WHAT TO WORK ON: Each record must be retyped in full. No character may differ.

========================================

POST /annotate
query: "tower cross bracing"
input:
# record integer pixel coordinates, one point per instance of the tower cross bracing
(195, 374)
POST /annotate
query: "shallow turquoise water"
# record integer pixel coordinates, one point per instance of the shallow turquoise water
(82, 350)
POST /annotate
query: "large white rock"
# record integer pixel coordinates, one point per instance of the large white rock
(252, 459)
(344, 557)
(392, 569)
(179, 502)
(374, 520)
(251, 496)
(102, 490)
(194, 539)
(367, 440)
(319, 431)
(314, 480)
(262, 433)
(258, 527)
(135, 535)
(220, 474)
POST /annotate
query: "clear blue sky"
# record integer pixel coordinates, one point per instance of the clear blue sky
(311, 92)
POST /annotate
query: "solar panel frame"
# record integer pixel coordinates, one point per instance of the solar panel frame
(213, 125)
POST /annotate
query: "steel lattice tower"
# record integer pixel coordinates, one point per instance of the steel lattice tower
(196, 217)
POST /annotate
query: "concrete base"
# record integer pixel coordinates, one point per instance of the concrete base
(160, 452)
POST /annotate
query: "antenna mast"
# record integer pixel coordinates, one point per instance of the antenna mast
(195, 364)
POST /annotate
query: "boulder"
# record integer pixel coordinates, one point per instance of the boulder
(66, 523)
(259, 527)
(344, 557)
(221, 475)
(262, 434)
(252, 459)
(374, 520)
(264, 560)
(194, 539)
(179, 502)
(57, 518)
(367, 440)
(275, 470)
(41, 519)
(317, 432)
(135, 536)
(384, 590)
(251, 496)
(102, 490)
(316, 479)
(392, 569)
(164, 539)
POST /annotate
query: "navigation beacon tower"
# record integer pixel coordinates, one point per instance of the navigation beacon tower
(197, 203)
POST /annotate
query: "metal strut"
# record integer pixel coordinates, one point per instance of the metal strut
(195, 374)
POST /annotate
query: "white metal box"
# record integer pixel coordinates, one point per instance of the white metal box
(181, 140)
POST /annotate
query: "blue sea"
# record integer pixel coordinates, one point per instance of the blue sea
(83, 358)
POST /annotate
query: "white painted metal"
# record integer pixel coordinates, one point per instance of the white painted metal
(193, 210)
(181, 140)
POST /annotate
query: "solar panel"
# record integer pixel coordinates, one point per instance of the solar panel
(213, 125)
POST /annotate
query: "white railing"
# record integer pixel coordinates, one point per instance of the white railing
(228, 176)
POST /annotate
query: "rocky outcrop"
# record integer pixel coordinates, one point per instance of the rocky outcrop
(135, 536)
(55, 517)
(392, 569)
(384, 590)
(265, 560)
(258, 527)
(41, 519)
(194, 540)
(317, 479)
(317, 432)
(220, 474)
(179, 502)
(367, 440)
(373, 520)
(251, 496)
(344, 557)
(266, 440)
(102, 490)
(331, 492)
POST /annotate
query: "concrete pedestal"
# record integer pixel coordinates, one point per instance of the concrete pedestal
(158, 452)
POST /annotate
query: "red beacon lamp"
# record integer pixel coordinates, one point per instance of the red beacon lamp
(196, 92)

========================================

COMPLETED EXERCISE:
POST /annotate
query: "tower cross bracing"
input:
# record integer pixel coordinates, one point per instance of the tower cross bracing
(195, 374)
POST /annotate
query: "shallow turquoise water"
# record integer pixel coordinates, one point per instance of the shallow turquoise water
(82, 350)
POST /annotate
query: "large white rock"
# record integer pixel coordinates, one point per instance of the large white rock
(252, 459)
(344, 557)
(392, 569)
(179, 502)
(374, 520)
(251, 496)
(102, 490)
(194, 539)
(367, 440)
(319, 431)
(314, 480)
(262, 433)
(258, 527)
(135, 535)
(220, 474)
POST /annotate
query: "clear blue sky"
# record integer pixel coordinates, one point per instance of the clear blue sky
(311, 92)
POST /annotate
query: "solar panel frame"
# record integer pixel coordinates, one point per instance of the solar panel frame
(213, 125)
POST /annotate
query: "steel lattice tower"
# record integer pixel coordinates, one point per instance of the steel lattice tower
(196, 217)
POST /annotate
query: "concrete base"
# record integer pixel coordinates, one point per instance of the concrete base
(160, 452)
POST /annotate
query: "antenna mast"
# record integer pixel coordinates, one point per instance of the antenna mast
(195, 364)
POST /annotate
query: "boulder"
# record integer pixel coordinates, one point per instance of the boulder
(66, 523)
(259, 527)
(344, 557)
(221, 475)
(262, 434)
(252, 459)
(374, 520)
(264, 560)
(194, 539)
(179, 502)
(57, 518)
(367, 440)
(275, 470)
(41, 519)
(317, 432)
(135, 536)
(384, 590)
(251, 496)
(102, 490)
(316, 479)
(392, 569)
(164, 539)
POST /annotate
query: "navigation beacon tower"
# record integer pixel coordinates, one point per instance of the navigation beacon tower
(197, 203)
POST /annotate
query: "metal strut"
# record integer pixel coordinates, one point per instance of the metal strut
(195, 374)
POST /annotate
query: "white metal box"
# record integer pixel coordinates, one point per instance of the white metal box
(181, 140)
POST /annotate
query: "blue sea"
# record integer pixel coordinates, one point per instance of the blue sea
(83, 358)
POST /annotate
query: "white painted metal"
# record integer pixel coordinates, one point per instance of the white painted metal
(193, 210)
(181, 140)
POST /annotate
query: "solar panel"
# record integer pixel coordinates, one point per instance of the solar panel
(213, 125)
POST /annotate
query: "white railing"
# record integer pixel coordinates, one point per instance of the white railing
(228, 176)
POST /annotate
query: "rocky outcrop"
# record integer pixel coordinates, one point per instance of the rocky outcrop
(135, 536)
(55, 517)
(392, 569)
(384, 590)
(265, 560)
(258, 527)
(41, 519)
(194, 540)
(317, 479)
(317, 432)
(220, 474)
(179, 502)
(367, 440)
(373, 520)
(251, 496)
(344, 557)
(266, 440)
(102, 490)
(331, 492)
POST /annotate
query: "concrete pedestal"
# record integer pixel coordinates, one point per instance of the concrete pedestal
(158, 452)
POST /annotate
query: "red beacon lamp"
# record integer pixel coordinates, one point per instance of the red beacon lamp
(196, 92)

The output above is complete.